Tous pour un ! Régime diabolique

Tous_Pour_UnEt un pour tous !

Ce début d’année 2014 semble devoir faire le bonheur des amateurs de cape & épée ! En effet, après les Lames du Cardinal et en attendant XVII – au Fil de l’Âme, voici que débarque en nos contrées Tous pour Un ! Régime diabolique, une traduction d’un jeu américain par l’équipe de Sans Détour – ceux-là même qui viennent pourtant d’éditer les Lames susnommées. (un choix expliqué dans l’interview qui suit cette chronique)

« Abondance de choix ne nuit pas », comme dit le proverbe : aussi penchons-nous sur ce manuscrit plein de promesses.

Le régime diabolique

Nous sommes donc en France, sous le règne de Louis XIII alors que le pays – sous la guidance du premier ministre Jean-Armand du Plessis de Richelieu, Cardinal de son état – est engagé dans de nombreux conflits à travers toute l’Europe.

Mais la véritable guerre, presque personne n’en a connaissance : elle se livre contre un ennemi indicible, insaisissable mais pourtant bien réel. C’est lui qui tire les ficelles et répand la désolation dans le Vieux Monde : le diable en personne, dont les séides – monstres et démons – sillonnent le pays pour tenter les humains ou plus simplement les massacrer.

Seul rempart face à cet adversaire de taille : les mousquetaires du Roi ! Tous pour Un propose aux joueurs d’incarner des membres de ce corps prestigieux et de se lancer dans des aventures qui emprunteront autant au genre cape & épée (scènes d’action dynamiques, intrigues alambiquées, complots et romances…) qu’à celui du fantastique (horreur et magie au programme). Bien que ce choix de création puisse sembler un peu limité, il n’en est rien car avant d’être mousquetaire, le personnage peut avoir exercé divers métiers : espion, duelliste, prêtre, alchimiste, soldat, etc. ; et ainsi disposer d’un vaste panel de compétences – de quoi aisément diversifier le groupe.

### VOS TÂCHES
(1) D'après la chronique, quelle équipe a traduit le jeu Tous pour Un ! Régime diabolique ?
(2) Pouvez-vous réécrire la chronique entre « Nous sommes donc » et « travers toute l’Europe. » inclus, en remplaçant « Louis XIII » par « Henri IV » ?

### EXTRAIT DE DONNÉES
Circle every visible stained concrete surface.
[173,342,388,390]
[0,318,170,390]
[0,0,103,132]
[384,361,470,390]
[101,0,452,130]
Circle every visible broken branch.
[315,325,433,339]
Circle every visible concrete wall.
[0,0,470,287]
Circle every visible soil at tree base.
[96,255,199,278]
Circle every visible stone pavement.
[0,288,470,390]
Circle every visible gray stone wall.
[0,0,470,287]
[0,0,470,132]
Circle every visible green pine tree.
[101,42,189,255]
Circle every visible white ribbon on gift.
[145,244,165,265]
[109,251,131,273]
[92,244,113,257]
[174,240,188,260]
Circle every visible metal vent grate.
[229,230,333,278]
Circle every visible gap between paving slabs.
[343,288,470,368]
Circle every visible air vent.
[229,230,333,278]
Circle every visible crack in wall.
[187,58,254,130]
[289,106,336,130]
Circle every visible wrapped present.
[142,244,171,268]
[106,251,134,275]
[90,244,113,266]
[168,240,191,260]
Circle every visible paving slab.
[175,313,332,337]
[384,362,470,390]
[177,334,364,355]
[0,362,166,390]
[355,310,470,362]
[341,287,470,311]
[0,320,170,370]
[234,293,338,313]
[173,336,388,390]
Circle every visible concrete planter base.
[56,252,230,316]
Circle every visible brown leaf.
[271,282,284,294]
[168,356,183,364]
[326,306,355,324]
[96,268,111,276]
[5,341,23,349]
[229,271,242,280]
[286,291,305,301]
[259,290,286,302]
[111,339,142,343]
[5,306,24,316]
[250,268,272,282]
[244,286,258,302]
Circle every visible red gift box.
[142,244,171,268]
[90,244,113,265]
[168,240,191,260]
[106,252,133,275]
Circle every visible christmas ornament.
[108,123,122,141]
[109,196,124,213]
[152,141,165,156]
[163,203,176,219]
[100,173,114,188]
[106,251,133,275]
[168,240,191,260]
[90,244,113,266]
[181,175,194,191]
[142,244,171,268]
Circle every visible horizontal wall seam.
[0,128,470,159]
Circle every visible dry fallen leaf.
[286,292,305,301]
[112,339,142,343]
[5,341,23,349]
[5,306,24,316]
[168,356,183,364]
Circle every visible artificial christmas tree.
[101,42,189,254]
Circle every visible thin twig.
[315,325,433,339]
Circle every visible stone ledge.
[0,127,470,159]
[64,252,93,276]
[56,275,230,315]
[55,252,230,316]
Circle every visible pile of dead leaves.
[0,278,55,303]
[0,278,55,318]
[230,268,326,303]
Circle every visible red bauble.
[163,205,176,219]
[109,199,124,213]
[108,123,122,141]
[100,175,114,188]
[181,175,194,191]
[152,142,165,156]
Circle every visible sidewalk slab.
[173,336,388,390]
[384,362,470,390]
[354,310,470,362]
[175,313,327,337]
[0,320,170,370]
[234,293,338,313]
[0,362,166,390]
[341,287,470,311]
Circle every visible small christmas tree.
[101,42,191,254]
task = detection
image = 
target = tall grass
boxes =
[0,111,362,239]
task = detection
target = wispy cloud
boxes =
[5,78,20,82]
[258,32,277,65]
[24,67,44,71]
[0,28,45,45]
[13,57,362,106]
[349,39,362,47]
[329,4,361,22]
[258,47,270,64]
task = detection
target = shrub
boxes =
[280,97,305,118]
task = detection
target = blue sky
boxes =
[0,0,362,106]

### ENSEMBLE DES RÉPONSES
(1) L'équipe de Sans Détour.

(2)
Nous sommes donc en France, sous le règne de Henri IV alors que le pays – sous la guidance du premier ministre Jean-Armand du Plessis de Richelieu, Cardinal de son état – est engagé dans de nombreux conflits à travers toute l’Europe.